» Task item
The passage below on Zimbabwe's currency revaluation names people and groups that businesses may consult about the 31 July to 1 August 2006 transition. List all of them.

» Supplied passage
ON July 31, the governor of the Reserve Bank of Zimbabwe revalued the
currency. This has significant and far-reaching implications on business and
its related activities which executive management and key decision makers
should be aware of.

The impact of the revalued currency on businesses should not be viewed as
simplistic; its far reaching consequences and impact will be felt on all
components of the business. In response to this, each business entity
requires a structured approach to managing the change process. There is a
misconception that the revalued currency affects only the financial
management of a business. In addition to the impact on financial management,
revaluing currency also has an impact on the following:
lInformation Technology
lFinance
lOperations
lCompliance & Legal
lStrategy
Information Technology
Most businesses in Zimbabwe are IT (Information Technology) driven and
therefore the impact of the changeover on the business will be significant.
Companies should not underestimate the issues that need to be addressed
during this changeover process. IT systems should be able to operate under
the revalued currency. One of the IT challenges is to manage the transition
of relevant business systems from 31 July to 1 August 2006 using the
revalued currency. Clearly, managing this process requires the business to
run a period end at 31 July including a full system backup to ensure that
historical data is stored. From 1 August 2006, the IT systems should reflect
transactions and account balances with the revalued currency. The process of
transition 31 July to 1 August 2006 will differ vastly from business to
business and it is advisable that relevant internal and external
stakeholders are consulted which may include system vendors, internal
auditors, finance department, customers and financial advisors.
Another challenge is IT availability during this transition time and this
may have a varied impact on normal trading operations. Key decision makers
need to keep this in mind as they plan the change process to ensure trading
activities continue. The use of manual systems as an alternative may create
additional risks e.g. fraud and error that need to be managed.
Finance
The impact on finance of this transition affects financial reporting,
internal controls, accounting and annual reporting. The challenges arising
in this area should include appropriate controls to manage the financial
process to ensure the integrity of financial data. The impact on the
invoicing and debtors ledger, stock valuation, purchases and creditors,
payments and receipting cycle, bank reconciliation process among others, all
need to be considered. The relative impact of any of these issues will vary
depending on the nature and size of the business.

» Listed records
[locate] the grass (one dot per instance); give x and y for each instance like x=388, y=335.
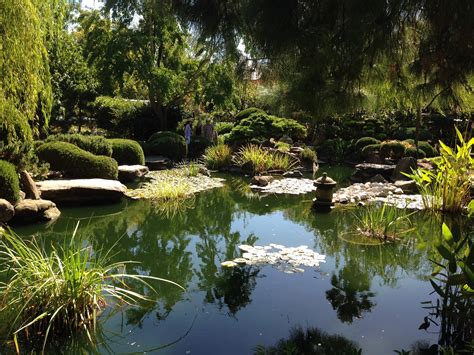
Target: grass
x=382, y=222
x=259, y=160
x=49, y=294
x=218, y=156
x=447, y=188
---
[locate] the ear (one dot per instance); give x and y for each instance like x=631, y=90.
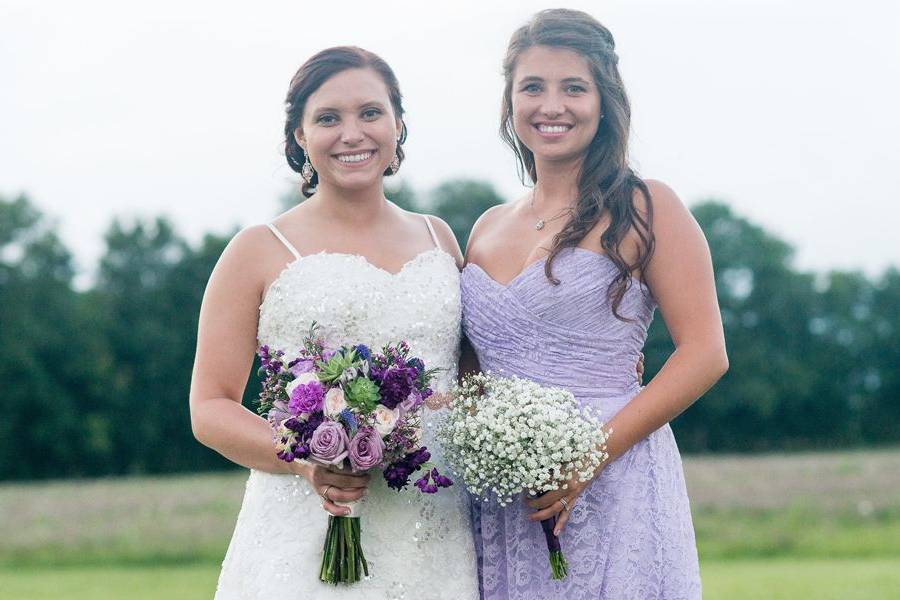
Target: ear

» Response to this exercise
System vendors, internal auditors, finance department, customers, financial advisors